_Ziel der Übung_
Welcher Absatz wurde laut dem Textauszug zur Revision der ArGV 1 neu in Art. 13 ArGV 1 eingeführt?
===== Textauszug
Mit der Revision der Verordnung 1 zum Arbeitsgesetz (ArGV 1) bezweckt der Bundesrat, die bisher gelebte Praxis in die Verordnung zu überführen sowie Präzisierungen, insbesondere betreffend Arbeitszeitberechnung bei grenzüberschreitenden Dienstreisen, vorzunehmen. Lesen Sie nachfolgend das Wesentliche über die Änderungen sowie möglichen Handlungsbedarf für Sie oder Ihre Arbeitgeberin:

Die wichtigste Änderung betrifft grenzüberschreitende Dienstreisen der Arbeitnehmerin:

  • Der neu eingeführte Abs. 3bis von Art. 13 ArGV 1 sieht vor, dass wenn sich Arbeitnehmer im Rahmen ihrer Tätigkeit ins Ausland begeben, die Zeit, die für die in der Schweiz zurückgelegte Hin- und Rückreise eingesetzt wird, 2grundsätzlich als Arbeitszeit gilt. Findet die Hin- oder Rückreise ganz oder teilweise in der Nacht oder an einem Sonntag statt, bedarf die Beschäftigung des Arbeitnehmers während dieser Arbeitszeit keiner Bewilligung. Der neue Absatz regelt somit einerseits, welche Zeit an die Arbeitszeit anrechenbar ist und andererseits, dass in diesem Zusammenhang keine Bewilligung für Nach- und Sonntagsarbeit nötig ist.
  • Als Arbeitszeit im Sinne des Arbeitsgesetzes gilt grundsätzlich jene Zeit, die sich die Arbeitnehmerin zur Verfügung der Arbeitgeberin zu halten hat. Darin nicht eingeschlossen ist Zeit, die für den Arbeitsweg an den vertraglich vereinbarten Arbeitsort benötigt wird (Art. 13 Abs. 1 ArGV 1). Muss die Arbeitnehmerin an einem anderen als dem vertraglich vereinbarten Arbeitsort arbeiten, stellt die zusätzlich für den Arbeitsweg aufgewendete Zeit Arbeitszeit dar (Art. 13 Abs. 2 ArGV 1).
==========
===== Bereitgestellte Daten
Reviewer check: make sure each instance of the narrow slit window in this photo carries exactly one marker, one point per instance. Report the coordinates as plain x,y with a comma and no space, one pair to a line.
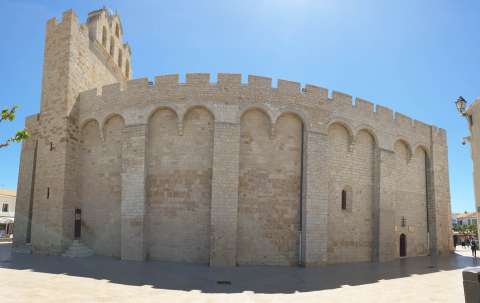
104,37
344,199
112,46
120,59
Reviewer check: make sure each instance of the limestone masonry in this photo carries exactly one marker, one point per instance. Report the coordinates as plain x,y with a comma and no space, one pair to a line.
224,173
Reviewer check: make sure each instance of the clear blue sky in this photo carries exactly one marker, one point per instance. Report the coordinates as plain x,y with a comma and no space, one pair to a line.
415,57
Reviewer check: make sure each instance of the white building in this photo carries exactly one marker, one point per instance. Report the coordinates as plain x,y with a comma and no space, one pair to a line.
465,218
7,211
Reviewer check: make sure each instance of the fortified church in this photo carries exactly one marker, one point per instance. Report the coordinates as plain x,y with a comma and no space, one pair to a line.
==========
_Antwort_
Abs. 3bis von Art. 13 ArGV 1.